> **Problem details**: How many lines of the data below contain the string "water", with case counting? Give only the number.
[Begin Records for the task]
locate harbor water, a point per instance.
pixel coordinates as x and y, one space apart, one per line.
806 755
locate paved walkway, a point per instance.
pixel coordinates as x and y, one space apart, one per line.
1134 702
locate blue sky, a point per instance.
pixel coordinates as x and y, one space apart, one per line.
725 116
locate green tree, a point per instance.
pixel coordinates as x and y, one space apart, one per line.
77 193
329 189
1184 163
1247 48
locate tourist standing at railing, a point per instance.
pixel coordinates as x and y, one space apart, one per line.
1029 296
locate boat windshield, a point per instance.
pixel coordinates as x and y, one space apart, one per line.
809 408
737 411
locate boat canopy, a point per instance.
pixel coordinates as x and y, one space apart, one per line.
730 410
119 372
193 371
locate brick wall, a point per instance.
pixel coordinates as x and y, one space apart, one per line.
[End Records for the task]
[Begin Records for the task]
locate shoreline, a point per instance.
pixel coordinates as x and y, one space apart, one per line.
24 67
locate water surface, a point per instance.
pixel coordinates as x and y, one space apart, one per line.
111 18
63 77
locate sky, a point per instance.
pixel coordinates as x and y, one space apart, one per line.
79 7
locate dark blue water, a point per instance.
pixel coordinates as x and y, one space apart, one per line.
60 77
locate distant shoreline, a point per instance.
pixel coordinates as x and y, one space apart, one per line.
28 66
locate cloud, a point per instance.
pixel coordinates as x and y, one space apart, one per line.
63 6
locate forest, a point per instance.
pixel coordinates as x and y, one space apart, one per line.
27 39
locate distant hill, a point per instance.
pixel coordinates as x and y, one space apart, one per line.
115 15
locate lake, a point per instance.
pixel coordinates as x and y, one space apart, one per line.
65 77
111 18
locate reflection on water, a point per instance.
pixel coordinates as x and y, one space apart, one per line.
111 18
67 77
[End Records for the task]
> **Expected output**: 4